# Objetivo A
Segundo o acórdão, em quantas prestações mensais os requeridos se obrigaram a pagar o montante mutuado?
# Objetivo B
Transcreva do acórdão, sem qualquer alteração, o trecho que começa em "2. O art. 409º, nº" e segue até "fraccionado no tempo.".
# Objetivo C
Prossiga o acórdão sobre a apreensão do veículo a partir do ponto em que o texto termina.
━━ Página ━━
Acórdão do Tribunal da Relação de Lisboa
Processo:
8454/2005-6
Relator: FÁTIMA GALANTE
Descritores: APREENSÃO DE VEÍCULO
RESERVA DE PROPRIEDADE
CONTRATO
MÚTUO
Nº do Documento: RL
Data do Acordão: 10/20/2005
Votação: UNANIMIDADE
Texto Integral: S
Privacidade: 1
Meio Processual: AGRAVO
Decisão: PROVIDO
Sumário: 1. É admissível a constituição da reserva de propriedade com vista a garantir um direito de crédito de terceiro, abrangendo a referência, no art. 18º, nº 1 do DL 54/75, ao “contrato de alienação” também o contrato de mútuo conexo com o de compra e venda e que esteve na origem da reserva de propriedade.
2. O art. 409º, nº 1, do CC abrange, na sua letra e espírito, a hipótese de conexão entre o contrato de mútuo a prestações e o contrato de compra e venda do veículo automóvel, em virtude de o objecto mediato do primeiro constituir o elemento preço do segundo, situação que se configura como se o pagamento do preço relativo ao contrato de compra e venda do veículo automóvel fosse fraccionado no tempo.
Decisão Texto Integral: ACORDAM NA 6ª SECÇÃO DO TRIBUNAL DA RELAÇÃODE LISBOA

            I - RELATÓRIO
B, S.A. vem requerer providência cautelar de apreensão de veículo automóvel e dos respectivos documentos, nos termos do disposto no DL nº 54/75, de 12 de Fevereiro, contra (V) e (P), alegando para tanto que:
- no exercício da sua actividade credíticia celebrou com os RR. um contrato de mútuo, pelo qual emprestou ao primeiro a quantia de € 14.490,00 com a fiança da Segunda;
- sob instruções expressa dos RR. a quantia mutuada foi entregue directamente à firma fornecedora do bem a adquirir, in casu, uma viatura automóvel marca Ford, modelo Focus Station, matrícula 74-...-TC;
- o veículo foi entregue aos requeridos;
- os requeridos obrigaram-se a pagar o montante mutuado em 72 prestações mensais, iguais e sucessivas no montante de € 271,37, vencendo-se a primeira em 24.09.04.;
- nos termos da cláusula 9ª foi acordada a constituição de reserva de propriedade sobre o citado veículo até integral cumprimento do contrato;
- os requeridos apenas pagaram as 5 primeiras prestações e parte da 6ª;
- a requerente interpelou os requeridos exigindo o pagamento dos valores em mora;
- os requeridos não efectuaram qualquer pagamento nem devolveram a viatura, pelo que se considerou o contrato em incumprimento definitivo a 21.05.05;
- a requerente tem direito à entrega do veículo à luz da reserva de propriedade;
- como preliminar da respectiva acção principal e ao abrigo do art. 15º do DL 54/75 pretende a requerente a apreensão do veículo.
━━━
━━ Listagem ━━
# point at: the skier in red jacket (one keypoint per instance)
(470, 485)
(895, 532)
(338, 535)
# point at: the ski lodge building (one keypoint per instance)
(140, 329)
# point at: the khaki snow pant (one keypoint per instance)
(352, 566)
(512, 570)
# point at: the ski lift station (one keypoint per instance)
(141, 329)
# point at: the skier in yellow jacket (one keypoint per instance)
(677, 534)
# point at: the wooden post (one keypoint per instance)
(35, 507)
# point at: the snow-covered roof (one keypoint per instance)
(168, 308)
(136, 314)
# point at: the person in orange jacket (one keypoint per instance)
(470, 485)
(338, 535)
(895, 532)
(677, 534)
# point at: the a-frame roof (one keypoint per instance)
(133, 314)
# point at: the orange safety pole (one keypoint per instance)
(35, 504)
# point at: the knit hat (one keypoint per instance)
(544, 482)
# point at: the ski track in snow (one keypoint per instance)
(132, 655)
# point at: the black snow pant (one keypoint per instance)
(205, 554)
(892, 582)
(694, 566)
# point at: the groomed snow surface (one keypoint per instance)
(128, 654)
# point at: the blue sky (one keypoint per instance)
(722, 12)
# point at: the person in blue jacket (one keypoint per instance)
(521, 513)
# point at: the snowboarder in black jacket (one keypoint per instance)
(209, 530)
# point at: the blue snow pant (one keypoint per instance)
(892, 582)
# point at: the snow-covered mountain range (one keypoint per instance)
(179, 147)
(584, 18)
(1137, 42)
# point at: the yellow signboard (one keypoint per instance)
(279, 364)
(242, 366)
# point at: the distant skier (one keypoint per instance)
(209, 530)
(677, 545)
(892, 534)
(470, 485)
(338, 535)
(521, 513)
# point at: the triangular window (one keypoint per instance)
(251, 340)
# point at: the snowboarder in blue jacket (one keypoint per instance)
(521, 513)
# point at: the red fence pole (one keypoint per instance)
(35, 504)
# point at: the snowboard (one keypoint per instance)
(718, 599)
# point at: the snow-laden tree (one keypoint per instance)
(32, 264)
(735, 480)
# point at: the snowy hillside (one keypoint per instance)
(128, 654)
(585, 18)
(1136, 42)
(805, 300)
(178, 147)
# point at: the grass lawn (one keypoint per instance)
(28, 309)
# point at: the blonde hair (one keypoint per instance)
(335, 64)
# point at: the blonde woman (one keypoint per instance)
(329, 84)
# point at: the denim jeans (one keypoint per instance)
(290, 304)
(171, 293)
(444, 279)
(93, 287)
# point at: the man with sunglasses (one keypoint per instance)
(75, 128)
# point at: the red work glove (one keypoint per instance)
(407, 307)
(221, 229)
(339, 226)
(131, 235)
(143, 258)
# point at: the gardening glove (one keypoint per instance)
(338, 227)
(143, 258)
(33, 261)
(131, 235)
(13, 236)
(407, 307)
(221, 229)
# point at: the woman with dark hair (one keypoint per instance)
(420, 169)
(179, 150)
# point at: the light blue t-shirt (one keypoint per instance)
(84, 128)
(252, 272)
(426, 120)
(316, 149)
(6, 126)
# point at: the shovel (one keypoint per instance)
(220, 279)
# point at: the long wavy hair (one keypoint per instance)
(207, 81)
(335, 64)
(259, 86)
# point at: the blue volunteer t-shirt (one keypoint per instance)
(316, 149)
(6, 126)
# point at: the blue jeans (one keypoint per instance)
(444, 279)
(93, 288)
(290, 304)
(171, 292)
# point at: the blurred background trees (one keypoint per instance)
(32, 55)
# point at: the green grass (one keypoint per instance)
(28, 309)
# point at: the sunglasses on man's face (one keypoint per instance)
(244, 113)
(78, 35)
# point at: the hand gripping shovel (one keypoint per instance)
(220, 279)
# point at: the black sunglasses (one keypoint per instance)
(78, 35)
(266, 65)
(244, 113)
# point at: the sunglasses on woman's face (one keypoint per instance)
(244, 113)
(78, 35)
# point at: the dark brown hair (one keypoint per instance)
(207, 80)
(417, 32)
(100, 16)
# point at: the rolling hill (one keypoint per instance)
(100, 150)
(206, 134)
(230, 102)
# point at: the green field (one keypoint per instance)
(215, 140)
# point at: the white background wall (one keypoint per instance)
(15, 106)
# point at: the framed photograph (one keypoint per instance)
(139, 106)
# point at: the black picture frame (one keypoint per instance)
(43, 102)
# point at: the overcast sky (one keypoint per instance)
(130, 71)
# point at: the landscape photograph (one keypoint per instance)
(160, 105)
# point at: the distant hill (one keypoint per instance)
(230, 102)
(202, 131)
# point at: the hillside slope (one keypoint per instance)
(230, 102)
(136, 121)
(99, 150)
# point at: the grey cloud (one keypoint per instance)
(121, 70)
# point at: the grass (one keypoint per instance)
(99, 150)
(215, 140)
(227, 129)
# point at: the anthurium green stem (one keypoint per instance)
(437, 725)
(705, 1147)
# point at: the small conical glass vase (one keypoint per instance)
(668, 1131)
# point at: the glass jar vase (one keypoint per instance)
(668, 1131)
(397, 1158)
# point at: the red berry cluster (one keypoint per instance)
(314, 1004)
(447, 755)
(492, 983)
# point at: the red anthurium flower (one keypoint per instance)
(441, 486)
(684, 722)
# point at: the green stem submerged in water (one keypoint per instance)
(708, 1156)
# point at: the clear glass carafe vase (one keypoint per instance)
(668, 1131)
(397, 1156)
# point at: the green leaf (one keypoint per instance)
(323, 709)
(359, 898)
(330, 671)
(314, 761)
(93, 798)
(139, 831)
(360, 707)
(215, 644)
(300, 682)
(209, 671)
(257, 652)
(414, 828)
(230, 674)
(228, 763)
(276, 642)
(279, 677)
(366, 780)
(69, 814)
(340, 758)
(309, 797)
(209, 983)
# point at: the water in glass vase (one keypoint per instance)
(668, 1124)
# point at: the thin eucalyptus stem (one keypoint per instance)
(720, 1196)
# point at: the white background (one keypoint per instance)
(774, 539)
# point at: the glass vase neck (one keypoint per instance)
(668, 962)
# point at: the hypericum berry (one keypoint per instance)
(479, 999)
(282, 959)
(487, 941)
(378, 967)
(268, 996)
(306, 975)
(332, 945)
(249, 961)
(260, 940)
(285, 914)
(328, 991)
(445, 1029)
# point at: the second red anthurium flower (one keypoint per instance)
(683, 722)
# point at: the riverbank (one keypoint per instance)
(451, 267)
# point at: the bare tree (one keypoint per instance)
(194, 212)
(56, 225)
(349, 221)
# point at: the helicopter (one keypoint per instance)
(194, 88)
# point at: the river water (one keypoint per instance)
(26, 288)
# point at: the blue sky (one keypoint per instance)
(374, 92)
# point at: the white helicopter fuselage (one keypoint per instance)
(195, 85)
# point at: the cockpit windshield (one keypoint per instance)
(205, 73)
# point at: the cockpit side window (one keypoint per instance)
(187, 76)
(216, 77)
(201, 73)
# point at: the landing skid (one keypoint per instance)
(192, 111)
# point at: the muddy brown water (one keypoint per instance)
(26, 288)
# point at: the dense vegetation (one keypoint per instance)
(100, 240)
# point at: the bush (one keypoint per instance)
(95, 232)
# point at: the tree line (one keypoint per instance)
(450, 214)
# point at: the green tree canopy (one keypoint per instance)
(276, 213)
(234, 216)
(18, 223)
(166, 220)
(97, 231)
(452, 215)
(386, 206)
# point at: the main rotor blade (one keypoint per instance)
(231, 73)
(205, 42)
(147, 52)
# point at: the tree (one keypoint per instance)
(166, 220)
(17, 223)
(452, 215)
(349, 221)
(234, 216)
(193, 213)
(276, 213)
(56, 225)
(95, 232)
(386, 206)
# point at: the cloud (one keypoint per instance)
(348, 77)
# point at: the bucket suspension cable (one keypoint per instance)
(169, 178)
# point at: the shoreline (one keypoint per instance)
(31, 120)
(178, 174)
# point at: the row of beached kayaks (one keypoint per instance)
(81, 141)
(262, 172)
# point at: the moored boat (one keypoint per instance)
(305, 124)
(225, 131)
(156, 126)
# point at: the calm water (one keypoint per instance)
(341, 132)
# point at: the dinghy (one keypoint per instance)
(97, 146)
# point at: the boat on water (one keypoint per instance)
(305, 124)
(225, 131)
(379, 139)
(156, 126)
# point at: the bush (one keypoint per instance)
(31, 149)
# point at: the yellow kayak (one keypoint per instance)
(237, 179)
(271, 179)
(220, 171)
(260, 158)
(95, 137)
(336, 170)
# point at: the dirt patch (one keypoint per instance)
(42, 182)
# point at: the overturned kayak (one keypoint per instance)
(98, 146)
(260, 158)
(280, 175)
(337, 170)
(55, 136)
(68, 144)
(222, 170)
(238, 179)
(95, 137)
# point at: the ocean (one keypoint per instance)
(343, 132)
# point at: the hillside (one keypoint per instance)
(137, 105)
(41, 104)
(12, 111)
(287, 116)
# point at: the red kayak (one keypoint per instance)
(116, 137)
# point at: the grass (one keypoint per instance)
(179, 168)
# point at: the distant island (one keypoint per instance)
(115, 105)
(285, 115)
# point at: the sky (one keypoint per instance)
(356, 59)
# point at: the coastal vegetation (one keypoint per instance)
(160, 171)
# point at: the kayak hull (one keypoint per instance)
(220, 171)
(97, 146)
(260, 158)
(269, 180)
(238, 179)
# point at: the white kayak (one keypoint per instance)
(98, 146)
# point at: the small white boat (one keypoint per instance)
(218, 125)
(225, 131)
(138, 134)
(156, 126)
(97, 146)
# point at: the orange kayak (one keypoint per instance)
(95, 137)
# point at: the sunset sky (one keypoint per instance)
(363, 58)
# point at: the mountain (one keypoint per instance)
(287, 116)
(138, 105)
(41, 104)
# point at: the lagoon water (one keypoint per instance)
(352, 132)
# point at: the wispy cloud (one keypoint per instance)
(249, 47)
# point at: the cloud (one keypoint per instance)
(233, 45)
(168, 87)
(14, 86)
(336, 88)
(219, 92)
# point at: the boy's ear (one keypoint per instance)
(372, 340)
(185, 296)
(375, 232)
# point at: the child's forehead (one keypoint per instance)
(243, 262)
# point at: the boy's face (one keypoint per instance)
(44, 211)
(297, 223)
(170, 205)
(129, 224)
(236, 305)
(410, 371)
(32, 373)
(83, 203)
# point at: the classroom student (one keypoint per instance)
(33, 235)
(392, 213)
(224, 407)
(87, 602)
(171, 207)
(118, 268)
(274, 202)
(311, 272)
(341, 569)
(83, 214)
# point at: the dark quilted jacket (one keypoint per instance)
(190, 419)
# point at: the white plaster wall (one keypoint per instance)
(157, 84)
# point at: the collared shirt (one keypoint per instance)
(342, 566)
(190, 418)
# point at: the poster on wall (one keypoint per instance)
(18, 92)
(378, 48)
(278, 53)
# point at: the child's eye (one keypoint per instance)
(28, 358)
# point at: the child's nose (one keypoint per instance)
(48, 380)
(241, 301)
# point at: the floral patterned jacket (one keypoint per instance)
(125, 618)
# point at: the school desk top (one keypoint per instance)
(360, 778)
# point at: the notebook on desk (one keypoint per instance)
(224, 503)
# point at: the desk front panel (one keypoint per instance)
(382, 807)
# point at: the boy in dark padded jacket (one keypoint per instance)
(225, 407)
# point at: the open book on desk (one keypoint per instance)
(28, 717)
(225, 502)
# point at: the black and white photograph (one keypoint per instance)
━━━
# Resposta esperada A
Em 72 prestações mensais, iguais e sucessivas, de € 271,37.

# Resposta esperada B
2. O art. 409º, nº 1, do CC abrange, na sua letra e espírito, a hipótese de conexão entre o contrato de mútuo a prestações e o contrato de compra e venda do veículo automóvel, em virtude de o objecto mediato do primeiro constituir o elemento preço do segundo, situação que se configura como se o pagamento do preço relativo ao contrato de compra e venda do veículo automóvel fosse fraccionado no tempo.

# Resposta esperada C
Por despacho de 12.07.2005, foi liminarmente indeferido o requerimento inicial.
Inconformada, a Requerente agravoudo despacho, tendo, no essencial, formulado as seguintes conclusões:
1. A Agravante beneficia de Reserva de Propriedade, registada a seu favor, sobre o veículo automóvel cuja apreensão requereu, podendo exercer os direitos previstos no Decreto-Lei 54/75, de 12 de Fevereiro, cuja aplicação não está condicionada à efectiva resolução do contrato, bastando a prova do incumprimento.
2. Os Requeridos entraram em incumprimento e a Requerente interpelou-os, resolvendo o contrato e exigindo a devolução da viatura.
3. Os Requeridos nada mais pagaram, continuando a usar e a fruir do veículo até à data.
4. Foram alegados factos públicos e notórios integradores do conceito de periculum in mora.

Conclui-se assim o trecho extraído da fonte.